Referring expression pointing data
*** Begin section ***

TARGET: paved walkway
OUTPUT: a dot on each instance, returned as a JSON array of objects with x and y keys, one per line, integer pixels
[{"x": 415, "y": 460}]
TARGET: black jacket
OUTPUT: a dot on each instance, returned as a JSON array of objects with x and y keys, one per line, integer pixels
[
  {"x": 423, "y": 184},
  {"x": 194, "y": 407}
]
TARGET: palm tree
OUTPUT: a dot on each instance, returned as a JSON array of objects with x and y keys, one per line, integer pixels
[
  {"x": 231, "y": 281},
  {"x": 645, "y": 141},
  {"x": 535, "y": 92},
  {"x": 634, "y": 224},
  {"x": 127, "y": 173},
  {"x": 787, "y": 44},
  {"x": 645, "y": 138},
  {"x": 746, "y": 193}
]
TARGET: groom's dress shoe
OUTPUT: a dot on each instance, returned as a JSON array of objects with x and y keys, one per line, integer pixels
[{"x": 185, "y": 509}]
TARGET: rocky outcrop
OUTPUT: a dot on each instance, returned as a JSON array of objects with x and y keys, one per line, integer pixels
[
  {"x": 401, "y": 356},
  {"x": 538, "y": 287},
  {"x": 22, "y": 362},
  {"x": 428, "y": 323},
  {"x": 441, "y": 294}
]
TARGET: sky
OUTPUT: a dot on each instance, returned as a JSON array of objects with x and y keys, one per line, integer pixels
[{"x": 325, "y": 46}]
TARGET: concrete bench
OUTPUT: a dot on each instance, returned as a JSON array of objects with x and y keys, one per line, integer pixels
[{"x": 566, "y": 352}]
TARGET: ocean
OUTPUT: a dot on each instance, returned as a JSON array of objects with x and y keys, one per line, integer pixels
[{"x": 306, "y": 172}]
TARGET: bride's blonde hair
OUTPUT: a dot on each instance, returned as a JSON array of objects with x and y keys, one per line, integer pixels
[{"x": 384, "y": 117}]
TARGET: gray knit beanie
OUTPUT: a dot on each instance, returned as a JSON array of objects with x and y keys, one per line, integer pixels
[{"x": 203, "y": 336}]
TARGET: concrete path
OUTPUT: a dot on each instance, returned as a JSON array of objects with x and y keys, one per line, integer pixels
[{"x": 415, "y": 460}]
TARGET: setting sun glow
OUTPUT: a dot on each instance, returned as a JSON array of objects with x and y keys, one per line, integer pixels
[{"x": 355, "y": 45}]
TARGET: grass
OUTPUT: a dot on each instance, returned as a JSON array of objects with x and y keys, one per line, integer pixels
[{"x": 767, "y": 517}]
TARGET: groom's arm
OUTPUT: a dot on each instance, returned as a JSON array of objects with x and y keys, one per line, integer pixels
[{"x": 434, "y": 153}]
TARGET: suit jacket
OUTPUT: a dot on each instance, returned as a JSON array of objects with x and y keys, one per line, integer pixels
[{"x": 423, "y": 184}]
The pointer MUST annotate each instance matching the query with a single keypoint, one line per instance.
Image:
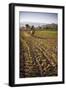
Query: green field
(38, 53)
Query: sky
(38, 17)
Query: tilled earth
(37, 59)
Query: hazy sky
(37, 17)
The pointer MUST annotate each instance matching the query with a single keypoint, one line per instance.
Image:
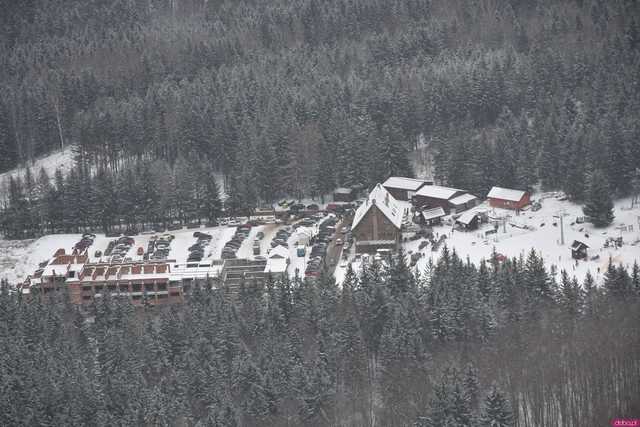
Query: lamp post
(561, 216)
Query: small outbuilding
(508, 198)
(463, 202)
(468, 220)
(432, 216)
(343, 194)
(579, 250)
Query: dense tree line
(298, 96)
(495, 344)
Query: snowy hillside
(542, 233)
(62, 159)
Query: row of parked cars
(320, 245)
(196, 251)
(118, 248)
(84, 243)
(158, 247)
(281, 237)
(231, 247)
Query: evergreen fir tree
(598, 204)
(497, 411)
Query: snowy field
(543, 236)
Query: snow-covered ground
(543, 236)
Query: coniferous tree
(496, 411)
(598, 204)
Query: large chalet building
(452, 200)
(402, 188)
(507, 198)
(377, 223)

*** End section ***

EXERCISE REQUIREMENTS ::
Copy each entry exactly as written. Pictures do not belong in the copy.

SOLUTION TO THIS EXERCISE ::
TARGET: paved walkway
OUTPUT: a dot on each instance, returned as a JSON array of objects with x and y keys, one per line, integer pixels
[{"x": 415, "y": 460}]
TARGET: black jacket
OUTPUT: a dot on each instance, returned as a JSON array of objects with x and y keys, one per line, integer pixels
[
  {"x": 423, "y": 184},
  {"x": 194, "y": 407}
]
TARGET: palm tree
OUTPUT: a dot on each instance, returned as a JSON array of objects with x and y keys, one per line, integer pixels
[
  {"x": 231, "y": 281},
  {"x": 645, "y": 141},
  {"x": 535, "y": 92},
  {"x": 634, "y": 224},
  {"x": 127, "y": 173},
  {"x": 787, "y": 44},
  {"x": 645, "y": 138},
  {"x": 746, "y": 193}
]
TARGET: groom's dress shoe
OUTPUT: a dot on each instance, returned as a JSON array of objects with x and y keys, one per line, integer pixels
[{"x": 185, "y": 509}]
TARGET: rocky outcrop
OUTPUT: a dot on each instance, returned as a JSON array of objects with x and y keys, one per line, integer pixels
[
  {"x": 401, "y": 356},
  {"x": 538, "y": 287},
  {"x": 22, "y": 362},
  {"x": 428, "y": 323},
  {"x": 441, "y": 294}
]
TARGET: sky
OUTPUT: a dot on each instance, returned as a JSON array of objects with x and y keys, one per line, integer pixels
[{"x": 325, "y": 46}]
TARGET: concrete bench
OUTPUT: a dot on each instance, returned as a JSON array of objects with x and y keys, one per line, integer pixels
[{"x": 566, "y": 352}]
TARGET: ocean
OUTPUT: a dot on each instance, returned as a JSON array of objects with x and y keys, one per line, integer pixels
[{"x": 306, "y": 172}]
TARGET: bride's blonde hair
OUTPUT: a dot on each instance, returned as a JSON array of objects with x and y keys, one per line, integer pixels
[{"x": 384, "y": 117}]
TARGET: gray knit beanie
OUTPUT: a dot on each instance, returned as a JSON array of objects with x and y keys, one per line, integer pixels
[{"x": 203, "y": 336}]
TARGET: concrete path
OUTPUT: a dot on each instance, returned as a JSON array of objects with x and y keys, one per line, integer pixels
[{"x": 415, "y": 460}]
TARGET: setting sun glow
OUTPUT: a dot on each instance, returned as a JSON array of objects with x and y keys, one per line, integer pixels
[{"x": 355, "y": 45}]
TARGET: grass
OUTPUT: a dot on each instance, returned as a JSON array of objects with x and y keys, one per line, integer pixels
[{"x": 767, "y": 517}]
TARGET: groom's arm
OUTPUT: a dot on each instance, returned as a JSON array of objects with x and y keys, one per line, integer pixels
[{"x": 434, "y": 153}]
TARGET: suit jacket
OUTPUT: a dot on each instance, returned as a JSON array of objects with x and y keys, one per line, integer pixels
[{"x": 423, "y": 184}]
The pointer MUST annotate each instance matching the query with a single keypoint, one line per instance.
Image:
Query: green field
(38, 53)
Query: sky
(38, 17)
Query: tilled earth
(37, 59)
Query: hazy sky
(37, 17)
The pointer MUST annotate each instance matching the query with a single keypoint, one line per instance.
Image:
Query: lamp post
(561, 216)
Query: small outbuilding
(508, 198)
(463, 202)
(468, 220)
(432, 216)
(343, 194)
(579, 250)
Query: dense tree line
(298, 96)
(495, 344)
Query: snowy hillside
(542, 233)
(62, 159)
Query: row of parked cars
(320, 245)
(196, 251)
(118, 248)
(84, 243)
(158, 247)
(281, 237)
(231, 247)
Query: evergreen fir tree
(598, 204)
(497, 411)
Query: snowy field
(543, 236)
Query: snow-covered ground
(543, 236)
Query: coniferous tree
(496, 411)
(598, 204)
Query: large chalet building
(452, 200)
(402, 188)
(507, 198)
(377, 223)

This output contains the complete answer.